__书面练习 a__.
在列表中，从含有“Each grass lawn—box it.”的那一行开始，一直到含有“[0,0,450,800]”的那一行为止，把这些行重写一遍，将“tennis court”替换为“badminton court”，其余内容不变。答案里略去图片。

-------- 文本段落

实现字符串库函数

复制代码

//char *strcpy( char *strDestination, const char *strSource );

#include <string.h>
#include <stdio.h>

void main( void )
{
   char string[80];
   strcpy( string, "Hello world from " );
   printf( "String = %s\n", string );
}

复制代码

char *mystrcpy( char *strDestination, const char *strSource )
{
    
    if (strDestination == NULL || strSource == NULL) {
        return NULL; // 如果任意一个指针为 NULL，返回 NULL 表示错误
    }

    while(strDestination++ = strSource++);
    
    return strDestination;
}

复制代码

//size_t strlen( const char *string );
#include <string.h>
#include <stdio.h>
#include <conio.h>
#include <dos.h>

void main( void )
{
   char buffer[61] = "How long am I?";
   int  len;
   len = strlen( buffer );
   printf( "'%s' is %d characters long\n", buffer, len );
}

复制代码

size_t mystrlen( const char *string )
{
    if(string == NULL)
        return 0;
    
    char * s = string;
    while(*string != '\0')

----------------
-------- 所给信息

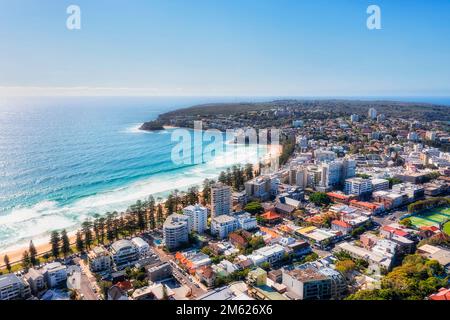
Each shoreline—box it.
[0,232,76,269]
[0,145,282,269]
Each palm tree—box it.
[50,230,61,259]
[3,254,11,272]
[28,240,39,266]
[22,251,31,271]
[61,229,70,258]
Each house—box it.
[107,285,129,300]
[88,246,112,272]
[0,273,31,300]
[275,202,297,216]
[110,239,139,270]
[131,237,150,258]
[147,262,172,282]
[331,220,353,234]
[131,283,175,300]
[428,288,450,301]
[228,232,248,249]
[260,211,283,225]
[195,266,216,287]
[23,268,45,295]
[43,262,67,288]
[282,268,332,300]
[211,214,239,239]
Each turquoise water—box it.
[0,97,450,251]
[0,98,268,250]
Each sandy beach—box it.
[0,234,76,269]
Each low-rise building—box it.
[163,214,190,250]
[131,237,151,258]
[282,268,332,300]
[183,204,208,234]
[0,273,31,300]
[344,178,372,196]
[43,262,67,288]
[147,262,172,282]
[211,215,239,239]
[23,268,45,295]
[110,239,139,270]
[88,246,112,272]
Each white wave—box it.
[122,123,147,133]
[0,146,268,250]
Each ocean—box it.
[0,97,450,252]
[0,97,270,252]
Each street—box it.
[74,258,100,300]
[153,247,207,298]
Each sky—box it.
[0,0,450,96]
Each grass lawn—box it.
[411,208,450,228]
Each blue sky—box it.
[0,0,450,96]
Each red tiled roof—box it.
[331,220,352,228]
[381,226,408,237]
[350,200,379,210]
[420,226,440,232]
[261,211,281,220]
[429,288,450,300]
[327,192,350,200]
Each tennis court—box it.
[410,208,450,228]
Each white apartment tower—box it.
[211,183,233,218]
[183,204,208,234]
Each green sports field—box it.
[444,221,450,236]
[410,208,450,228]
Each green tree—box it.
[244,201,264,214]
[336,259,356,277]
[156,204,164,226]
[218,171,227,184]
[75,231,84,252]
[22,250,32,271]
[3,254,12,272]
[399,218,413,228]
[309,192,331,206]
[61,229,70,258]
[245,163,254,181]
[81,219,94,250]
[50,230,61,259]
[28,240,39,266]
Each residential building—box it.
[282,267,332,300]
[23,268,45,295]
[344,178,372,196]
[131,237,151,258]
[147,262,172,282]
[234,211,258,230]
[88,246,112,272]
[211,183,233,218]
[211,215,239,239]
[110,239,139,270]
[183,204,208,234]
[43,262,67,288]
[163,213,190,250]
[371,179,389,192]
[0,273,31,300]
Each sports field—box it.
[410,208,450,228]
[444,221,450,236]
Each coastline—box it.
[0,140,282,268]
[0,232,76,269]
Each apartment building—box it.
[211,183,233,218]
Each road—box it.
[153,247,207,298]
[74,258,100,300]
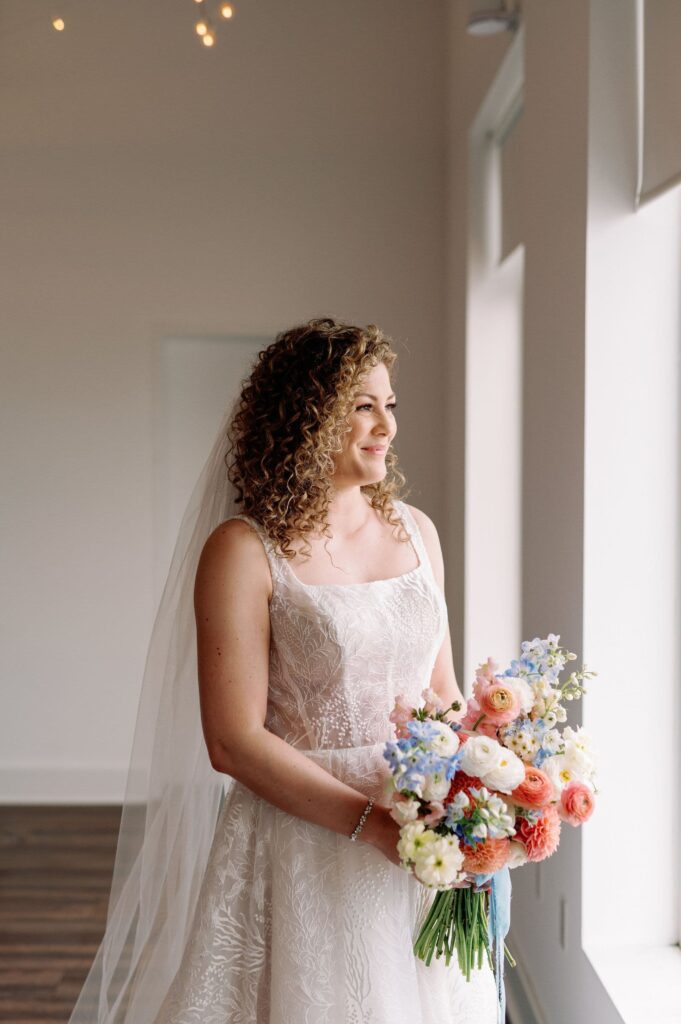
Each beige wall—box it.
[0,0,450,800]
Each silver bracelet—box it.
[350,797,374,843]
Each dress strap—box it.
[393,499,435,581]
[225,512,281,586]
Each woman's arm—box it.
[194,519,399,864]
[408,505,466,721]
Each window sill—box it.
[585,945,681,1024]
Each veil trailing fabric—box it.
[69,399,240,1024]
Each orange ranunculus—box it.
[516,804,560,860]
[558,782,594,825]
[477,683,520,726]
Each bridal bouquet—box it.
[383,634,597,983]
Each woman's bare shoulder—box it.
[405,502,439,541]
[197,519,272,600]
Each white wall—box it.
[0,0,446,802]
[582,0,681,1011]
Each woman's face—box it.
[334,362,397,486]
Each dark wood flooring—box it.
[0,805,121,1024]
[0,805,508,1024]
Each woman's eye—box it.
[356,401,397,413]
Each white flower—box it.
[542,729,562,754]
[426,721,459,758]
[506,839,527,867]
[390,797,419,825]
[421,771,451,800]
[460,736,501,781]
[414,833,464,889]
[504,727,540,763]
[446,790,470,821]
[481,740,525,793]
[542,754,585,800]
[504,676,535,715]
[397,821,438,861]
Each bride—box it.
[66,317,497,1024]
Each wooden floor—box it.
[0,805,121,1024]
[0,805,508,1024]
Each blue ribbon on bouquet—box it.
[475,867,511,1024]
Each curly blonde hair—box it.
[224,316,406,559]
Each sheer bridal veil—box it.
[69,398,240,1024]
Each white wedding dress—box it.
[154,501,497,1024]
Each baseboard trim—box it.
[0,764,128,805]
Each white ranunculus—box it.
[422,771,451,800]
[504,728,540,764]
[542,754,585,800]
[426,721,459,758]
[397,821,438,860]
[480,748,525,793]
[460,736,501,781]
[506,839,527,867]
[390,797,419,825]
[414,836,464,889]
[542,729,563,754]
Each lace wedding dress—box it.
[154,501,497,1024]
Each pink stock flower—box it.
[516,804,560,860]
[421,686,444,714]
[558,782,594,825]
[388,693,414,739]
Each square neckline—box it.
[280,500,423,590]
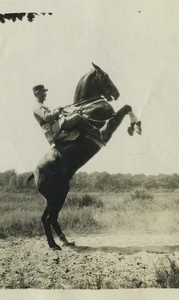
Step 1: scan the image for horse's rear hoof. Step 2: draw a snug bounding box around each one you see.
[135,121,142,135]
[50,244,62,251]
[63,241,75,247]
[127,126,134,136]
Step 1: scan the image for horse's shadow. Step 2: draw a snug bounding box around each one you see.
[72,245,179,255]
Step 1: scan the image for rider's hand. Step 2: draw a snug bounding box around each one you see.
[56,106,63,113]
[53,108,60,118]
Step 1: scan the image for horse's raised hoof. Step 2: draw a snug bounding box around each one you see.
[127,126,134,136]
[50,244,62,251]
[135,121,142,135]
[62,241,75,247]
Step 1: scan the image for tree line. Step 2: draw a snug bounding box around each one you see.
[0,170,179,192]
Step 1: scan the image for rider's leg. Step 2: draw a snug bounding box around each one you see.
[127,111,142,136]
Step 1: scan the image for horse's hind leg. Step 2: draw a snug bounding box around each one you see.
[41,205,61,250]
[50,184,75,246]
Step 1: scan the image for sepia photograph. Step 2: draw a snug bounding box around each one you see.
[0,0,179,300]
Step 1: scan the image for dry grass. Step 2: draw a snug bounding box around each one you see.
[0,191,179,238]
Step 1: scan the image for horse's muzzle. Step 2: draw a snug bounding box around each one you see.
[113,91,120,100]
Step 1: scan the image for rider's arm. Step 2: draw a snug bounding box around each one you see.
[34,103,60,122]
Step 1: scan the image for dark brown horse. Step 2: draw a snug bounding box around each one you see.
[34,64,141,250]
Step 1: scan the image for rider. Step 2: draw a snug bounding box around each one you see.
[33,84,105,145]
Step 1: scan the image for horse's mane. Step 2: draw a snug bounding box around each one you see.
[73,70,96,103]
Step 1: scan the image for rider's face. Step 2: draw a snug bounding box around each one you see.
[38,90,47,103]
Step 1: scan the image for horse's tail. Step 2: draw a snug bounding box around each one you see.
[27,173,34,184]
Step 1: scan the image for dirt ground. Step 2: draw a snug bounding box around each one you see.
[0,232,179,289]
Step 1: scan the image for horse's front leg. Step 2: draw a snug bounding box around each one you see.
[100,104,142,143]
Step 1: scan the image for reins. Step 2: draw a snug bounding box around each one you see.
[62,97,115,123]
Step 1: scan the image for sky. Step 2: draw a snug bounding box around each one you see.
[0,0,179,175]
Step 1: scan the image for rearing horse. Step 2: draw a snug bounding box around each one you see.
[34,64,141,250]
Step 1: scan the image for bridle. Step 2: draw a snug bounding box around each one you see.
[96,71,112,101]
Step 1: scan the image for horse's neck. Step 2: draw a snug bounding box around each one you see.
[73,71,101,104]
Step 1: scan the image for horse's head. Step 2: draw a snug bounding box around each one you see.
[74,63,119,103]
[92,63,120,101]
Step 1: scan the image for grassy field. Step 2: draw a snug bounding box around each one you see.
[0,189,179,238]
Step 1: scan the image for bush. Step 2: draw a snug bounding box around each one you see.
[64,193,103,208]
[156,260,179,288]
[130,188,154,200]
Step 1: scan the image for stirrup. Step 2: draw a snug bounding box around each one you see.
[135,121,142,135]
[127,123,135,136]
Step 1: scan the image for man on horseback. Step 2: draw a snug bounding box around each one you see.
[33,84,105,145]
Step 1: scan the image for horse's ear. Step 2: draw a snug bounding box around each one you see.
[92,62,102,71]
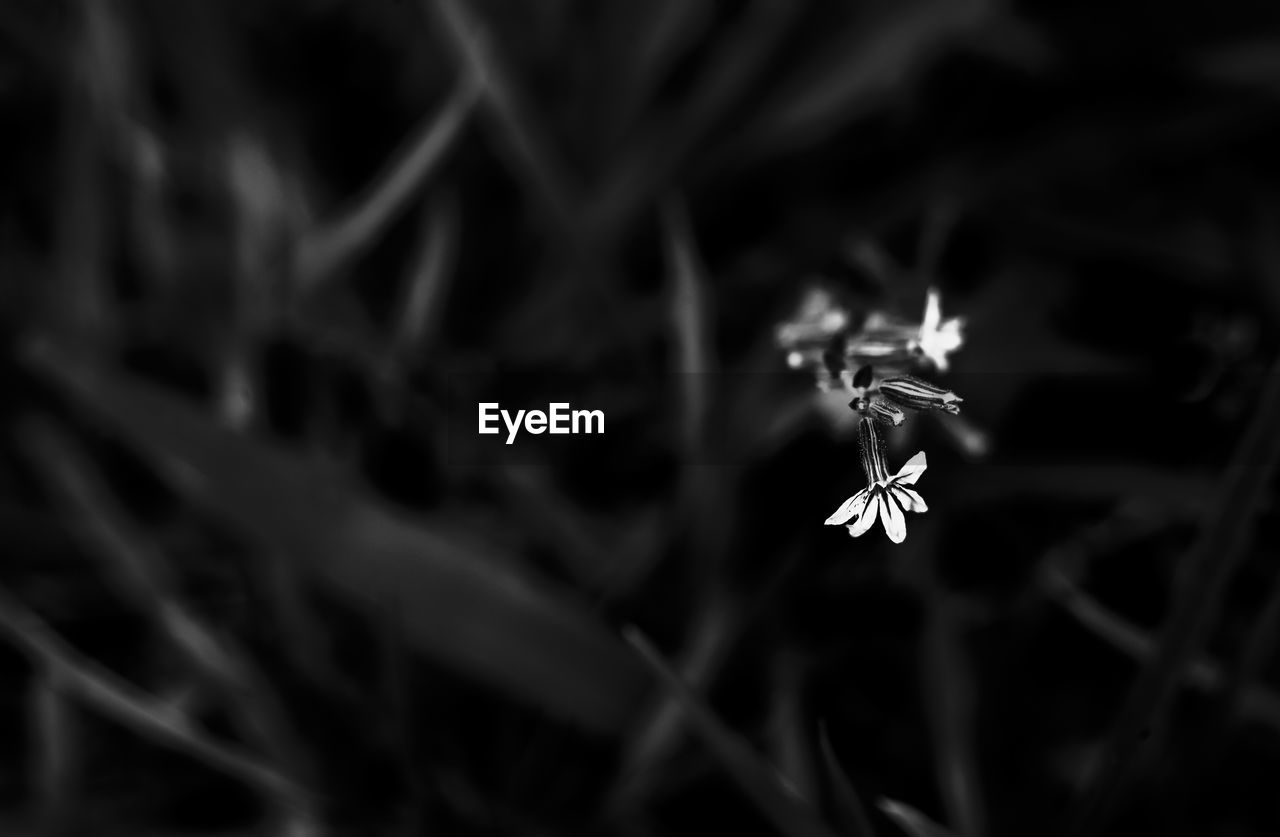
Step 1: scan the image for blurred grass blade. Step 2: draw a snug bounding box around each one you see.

----------------

__书面练习 b__.
在讲实现字符串库函数的文本段落中，mystrcpy 遇到任意一个指针为 NULL 时返回什么？

__书面回答 a__.
Each grass lawn—box it.
[411,208,450,228]
Each blue sky—box it.
[0,0,450,96]
Each red tiled roof—box it.
[331,220,352,228]
[381,226,408,237]
[350,200,379,210]
[420,226,440,232]
[261,211,281,220]
[429,288,450,300]
[327,192,350,200]
Each badminton court—box it.
[410,208,450,228]
Each white apartment tower—box it.
[211,183,233,218]
[183,204,208,234]
Each green sports field—box it.
[444,221,450,236]
[410,208,450,228]
Each green tree—box it.
[244,201,264,214]
[336,259,356,277]
[156,204,164,226]
[218,171,227,184]
[75,231,84,252]
[22,250,32,271]
[3,254,12,272]
[399,218,413,228]
[309,192,331,206]
[61,229,70,258]
[245,163,254,181]
[81,219,94,250]
[50,230,61,259]
[28,240,39,266]
Each residential building—box it.
[282,267,332,300]
[23,268,45,295]
[344,178,372,196]
[131,237,151,258]
[147,262,172,282]
[234,211,258,230]
[88,246,112,272]
[211,183,233,218]
[211,215,239,239]
[110,239,139,270]
[183,204,208,234]
[43,262,67,288]
[163,213,190,250]
[371,179,389,192]
[0,273,31,300]
Each sports field—box it.
[410,208,450,228]
[444,221,450,236]
Each coastline—box it.
[0,140,282,268]
[0,232,76,269]
Each apartment building—box it.
[211,183,233,218]
Each road—box it.
[153,247,207,298]
[74,258,100,300]
Each beige wall—box it.
[0,0,450,800]

__书面回答 b__.
返回 NULL，表示错误。